> [EXTRAIT DE DONNÉES]
== == ==
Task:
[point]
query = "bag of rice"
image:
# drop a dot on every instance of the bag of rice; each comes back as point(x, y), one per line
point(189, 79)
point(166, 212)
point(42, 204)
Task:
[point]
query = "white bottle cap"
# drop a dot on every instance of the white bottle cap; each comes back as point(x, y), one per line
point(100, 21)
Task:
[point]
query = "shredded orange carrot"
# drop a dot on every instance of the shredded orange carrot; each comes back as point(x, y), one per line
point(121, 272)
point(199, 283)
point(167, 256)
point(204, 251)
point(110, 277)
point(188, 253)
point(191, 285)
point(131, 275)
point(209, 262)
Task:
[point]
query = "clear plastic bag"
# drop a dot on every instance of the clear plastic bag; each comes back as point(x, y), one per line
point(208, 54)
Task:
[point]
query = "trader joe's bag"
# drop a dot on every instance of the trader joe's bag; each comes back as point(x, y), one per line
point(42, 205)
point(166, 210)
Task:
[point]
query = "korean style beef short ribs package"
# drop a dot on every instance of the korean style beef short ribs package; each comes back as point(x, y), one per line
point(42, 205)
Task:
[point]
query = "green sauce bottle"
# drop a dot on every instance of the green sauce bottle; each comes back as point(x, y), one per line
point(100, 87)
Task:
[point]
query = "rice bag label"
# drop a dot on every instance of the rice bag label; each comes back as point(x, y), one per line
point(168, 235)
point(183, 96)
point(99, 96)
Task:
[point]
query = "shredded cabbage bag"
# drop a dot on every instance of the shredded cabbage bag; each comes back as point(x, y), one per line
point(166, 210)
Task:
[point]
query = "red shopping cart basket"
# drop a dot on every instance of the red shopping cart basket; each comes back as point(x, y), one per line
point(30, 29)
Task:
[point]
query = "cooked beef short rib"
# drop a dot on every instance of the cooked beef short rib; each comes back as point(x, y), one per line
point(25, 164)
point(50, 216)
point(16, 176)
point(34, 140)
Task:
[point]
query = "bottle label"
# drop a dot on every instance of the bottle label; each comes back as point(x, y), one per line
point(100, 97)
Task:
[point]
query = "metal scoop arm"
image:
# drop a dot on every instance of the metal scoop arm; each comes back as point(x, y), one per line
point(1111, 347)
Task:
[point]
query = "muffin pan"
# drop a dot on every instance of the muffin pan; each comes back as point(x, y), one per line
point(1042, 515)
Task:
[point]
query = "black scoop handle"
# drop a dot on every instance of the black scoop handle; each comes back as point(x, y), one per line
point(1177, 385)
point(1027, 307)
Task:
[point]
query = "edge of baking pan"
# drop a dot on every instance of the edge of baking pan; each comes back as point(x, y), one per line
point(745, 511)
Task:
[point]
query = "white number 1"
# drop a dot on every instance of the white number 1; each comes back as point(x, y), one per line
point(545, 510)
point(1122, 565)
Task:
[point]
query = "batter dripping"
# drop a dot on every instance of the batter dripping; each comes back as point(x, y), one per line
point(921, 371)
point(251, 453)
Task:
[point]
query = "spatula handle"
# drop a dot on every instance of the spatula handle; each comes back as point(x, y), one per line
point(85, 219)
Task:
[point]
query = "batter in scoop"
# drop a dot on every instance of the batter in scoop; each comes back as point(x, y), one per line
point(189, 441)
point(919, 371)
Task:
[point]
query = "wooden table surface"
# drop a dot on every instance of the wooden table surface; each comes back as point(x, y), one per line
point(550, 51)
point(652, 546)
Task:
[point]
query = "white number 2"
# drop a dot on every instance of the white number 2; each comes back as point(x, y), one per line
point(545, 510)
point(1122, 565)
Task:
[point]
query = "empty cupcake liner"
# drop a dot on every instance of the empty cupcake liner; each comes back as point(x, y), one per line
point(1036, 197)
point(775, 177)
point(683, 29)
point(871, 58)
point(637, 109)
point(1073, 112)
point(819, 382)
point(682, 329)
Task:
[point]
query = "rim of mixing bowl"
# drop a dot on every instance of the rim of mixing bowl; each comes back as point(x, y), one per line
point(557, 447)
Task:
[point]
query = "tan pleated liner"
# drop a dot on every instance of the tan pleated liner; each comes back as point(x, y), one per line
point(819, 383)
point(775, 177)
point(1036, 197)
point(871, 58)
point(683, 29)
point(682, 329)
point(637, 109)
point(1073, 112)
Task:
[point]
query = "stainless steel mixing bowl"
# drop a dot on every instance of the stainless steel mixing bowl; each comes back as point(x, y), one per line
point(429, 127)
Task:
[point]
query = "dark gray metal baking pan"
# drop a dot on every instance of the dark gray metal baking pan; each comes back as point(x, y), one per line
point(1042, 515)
== == ==
> [ÉNONCÉ DE LA TÂCHE] Mettez à jour les lignes allant du début des enregistrements jusqu'à celle contenant "point(99, 96)", incluse, en remplaçant "drop a dot" par "place a marker" sans rien changer d'autre. Ne rendez que ces lignes.

> [SORTIE DE L'EXERCICE]
Task:
[point]
query = "bag of rice"
image:
# place a marker on every instance of the bag of rice; each comes back as point(x, y), one per line
point(189, 79)
point(166, 212)
point(42, 204)
Task:
[point]
query = "white bottle cap"
# place a marker on every instance of the white bottle cap; each comes back as point(x, y), one per line
point(100, 21)
Task:
[point]
query = "shredded orange carrot"
# place a marker on every instance of the shredded orange carrot; each comes back as point(x, y), one per line
point(121, 272)
point(199, 283)
point(167, 256)
point(204, 251)
point(110, 277)
point(188, 253)
point(191, 285)
point(131, 275)
point(209, 262)
Task:
[point]
query = "clear plastic bag"
# place a marker on every instance of the clear plastic bag; each comes back as point(x, y), one per line
point(208, 54)
Task:
[point]
query = "trader joe's bag"
# place a marker on every instance of the trader joe's bag; each comes back as point(x, y), one per line
point(42, 205)
point(166, 210)
Task:
[point]
query = "korean style beef short ribs package"
# place a marker on every instance of the korean style beef short ribs package; each comes back as point(x, y), one per line
point(42, 205)
Task:
[point]
query = "green sauce bottle"
# place a marker on every instance of the green sauce bottle; each comes back as point(x, y), one per line
point(100, 87)
Task:
[point]
query = "rice bag label"
# place a marker on every instance of the rice bag label; each comes back as point(x, y), one per line
point(168, 235)
point(183, 96)
point(99, 96)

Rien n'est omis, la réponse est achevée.